[Referring expression data]
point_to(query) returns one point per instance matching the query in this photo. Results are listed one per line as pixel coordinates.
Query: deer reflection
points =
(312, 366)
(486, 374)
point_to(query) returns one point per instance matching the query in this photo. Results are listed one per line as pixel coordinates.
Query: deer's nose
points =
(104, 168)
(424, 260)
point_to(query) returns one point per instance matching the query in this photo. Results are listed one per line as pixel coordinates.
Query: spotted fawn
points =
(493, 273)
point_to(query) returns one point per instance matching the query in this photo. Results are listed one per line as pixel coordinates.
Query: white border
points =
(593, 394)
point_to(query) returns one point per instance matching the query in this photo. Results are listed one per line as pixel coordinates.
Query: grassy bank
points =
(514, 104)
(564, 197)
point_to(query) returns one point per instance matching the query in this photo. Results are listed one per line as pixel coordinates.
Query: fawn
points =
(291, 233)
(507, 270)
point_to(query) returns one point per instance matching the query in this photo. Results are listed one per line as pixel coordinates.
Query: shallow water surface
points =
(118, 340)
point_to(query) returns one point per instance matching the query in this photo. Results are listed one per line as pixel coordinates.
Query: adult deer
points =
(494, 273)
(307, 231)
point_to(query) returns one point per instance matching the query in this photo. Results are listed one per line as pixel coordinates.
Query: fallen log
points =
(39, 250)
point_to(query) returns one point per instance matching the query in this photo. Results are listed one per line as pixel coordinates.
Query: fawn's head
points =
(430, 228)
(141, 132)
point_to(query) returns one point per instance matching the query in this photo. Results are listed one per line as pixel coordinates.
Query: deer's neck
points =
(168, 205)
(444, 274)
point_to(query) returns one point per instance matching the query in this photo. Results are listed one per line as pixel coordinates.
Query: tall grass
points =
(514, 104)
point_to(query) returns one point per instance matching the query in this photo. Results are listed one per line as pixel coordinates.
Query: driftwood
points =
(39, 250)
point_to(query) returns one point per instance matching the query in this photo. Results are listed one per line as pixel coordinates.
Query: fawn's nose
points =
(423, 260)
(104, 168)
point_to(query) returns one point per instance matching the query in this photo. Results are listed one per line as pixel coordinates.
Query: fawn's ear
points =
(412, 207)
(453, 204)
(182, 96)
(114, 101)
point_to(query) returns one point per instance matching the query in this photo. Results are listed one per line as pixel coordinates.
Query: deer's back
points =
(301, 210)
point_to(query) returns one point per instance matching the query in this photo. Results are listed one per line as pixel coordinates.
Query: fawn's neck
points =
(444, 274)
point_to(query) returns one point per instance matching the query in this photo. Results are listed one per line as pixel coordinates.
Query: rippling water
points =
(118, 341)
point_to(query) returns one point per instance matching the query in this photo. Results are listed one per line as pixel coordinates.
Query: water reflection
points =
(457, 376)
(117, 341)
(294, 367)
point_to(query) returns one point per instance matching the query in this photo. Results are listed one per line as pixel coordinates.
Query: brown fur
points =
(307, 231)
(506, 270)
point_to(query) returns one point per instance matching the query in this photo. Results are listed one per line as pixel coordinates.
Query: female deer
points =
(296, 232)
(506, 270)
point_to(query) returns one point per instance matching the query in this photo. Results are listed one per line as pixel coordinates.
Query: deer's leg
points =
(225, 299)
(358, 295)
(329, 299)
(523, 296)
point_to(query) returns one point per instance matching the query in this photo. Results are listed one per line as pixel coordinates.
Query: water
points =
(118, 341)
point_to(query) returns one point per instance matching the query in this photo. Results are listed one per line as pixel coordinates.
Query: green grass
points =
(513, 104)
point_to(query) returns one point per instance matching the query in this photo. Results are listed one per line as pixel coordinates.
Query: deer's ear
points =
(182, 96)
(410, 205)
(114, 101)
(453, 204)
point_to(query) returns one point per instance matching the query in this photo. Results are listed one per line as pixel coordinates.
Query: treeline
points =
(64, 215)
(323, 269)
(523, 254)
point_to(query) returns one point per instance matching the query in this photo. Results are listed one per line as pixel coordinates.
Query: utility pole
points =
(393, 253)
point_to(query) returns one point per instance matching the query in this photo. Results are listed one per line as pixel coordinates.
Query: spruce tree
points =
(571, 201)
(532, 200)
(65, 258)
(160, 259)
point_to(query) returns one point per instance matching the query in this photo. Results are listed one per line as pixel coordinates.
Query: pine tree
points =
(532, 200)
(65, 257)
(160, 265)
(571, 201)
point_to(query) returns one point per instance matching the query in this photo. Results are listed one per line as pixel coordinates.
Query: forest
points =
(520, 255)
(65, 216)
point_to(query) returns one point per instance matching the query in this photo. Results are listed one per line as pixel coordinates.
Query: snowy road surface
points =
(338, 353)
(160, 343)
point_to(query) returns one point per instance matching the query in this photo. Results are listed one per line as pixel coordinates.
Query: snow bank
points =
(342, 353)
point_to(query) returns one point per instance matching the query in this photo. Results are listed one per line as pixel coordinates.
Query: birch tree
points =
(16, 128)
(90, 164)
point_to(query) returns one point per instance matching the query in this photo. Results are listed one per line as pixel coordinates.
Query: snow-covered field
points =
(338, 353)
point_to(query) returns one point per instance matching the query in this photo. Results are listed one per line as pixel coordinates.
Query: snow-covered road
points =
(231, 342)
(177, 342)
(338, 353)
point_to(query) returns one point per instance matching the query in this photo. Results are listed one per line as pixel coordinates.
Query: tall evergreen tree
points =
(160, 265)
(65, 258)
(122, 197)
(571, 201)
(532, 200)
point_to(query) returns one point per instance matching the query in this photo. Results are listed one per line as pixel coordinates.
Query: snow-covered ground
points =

EXERCISE OBJECTIVE:
Wherever the word "water" appears in the data, return the whole line.

SOLUTION TO THE PROBLEM:
Query: shallow water surface
Query: rippling water
Query: water reflection
Query: water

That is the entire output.